GIVEN REQUEST:
Could you write out every record below exactly, leaving out any pictures?

*-*-*

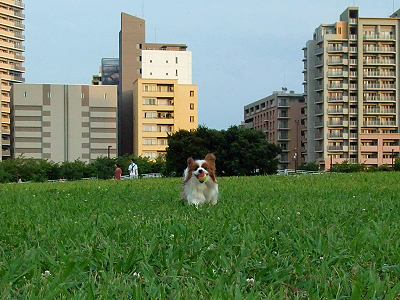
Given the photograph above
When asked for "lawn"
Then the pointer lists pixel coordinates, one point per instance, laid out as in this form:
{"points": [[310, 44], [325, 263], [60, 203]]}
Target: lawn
{"points": [[331, 236]]}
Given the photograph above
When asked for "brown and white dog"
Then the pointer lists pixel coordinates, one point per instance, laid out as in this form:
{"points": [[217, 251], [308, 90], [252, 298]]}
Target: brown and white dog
{"points": [[199, 182]]}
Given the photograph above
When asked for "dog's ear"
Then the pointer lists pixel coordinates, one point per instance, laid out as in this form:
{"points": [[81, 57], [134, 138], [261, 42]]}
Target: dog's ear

*-*-*

ANSWER:
Given the photograph above
When asked for "lawn"
Then the pointer lists pixel coordinates, one point per instance, laid out as in this form:
{"points": [[310, 44], [325, 263], [60, 203]]}
Target: lawn
{"points": [[331, 236]]}
Given the photograph above
When asked for "brown and white dog"
Then the pointer lists pixel coordinates, one point per instance, laid out as in this form:
{"points": [[217, 251], [308, 90], [252, 298]]}
Target: brown and white dog
{"points": [[199, 182]]}
Given the photograph above
When asked for "dog's ear"
Then the pointer lists pixel coordinates, one point per instance, laid out as in this form:
{"points": [[81, 57], [134, 138], [261, 42]]}
Target: dog's ear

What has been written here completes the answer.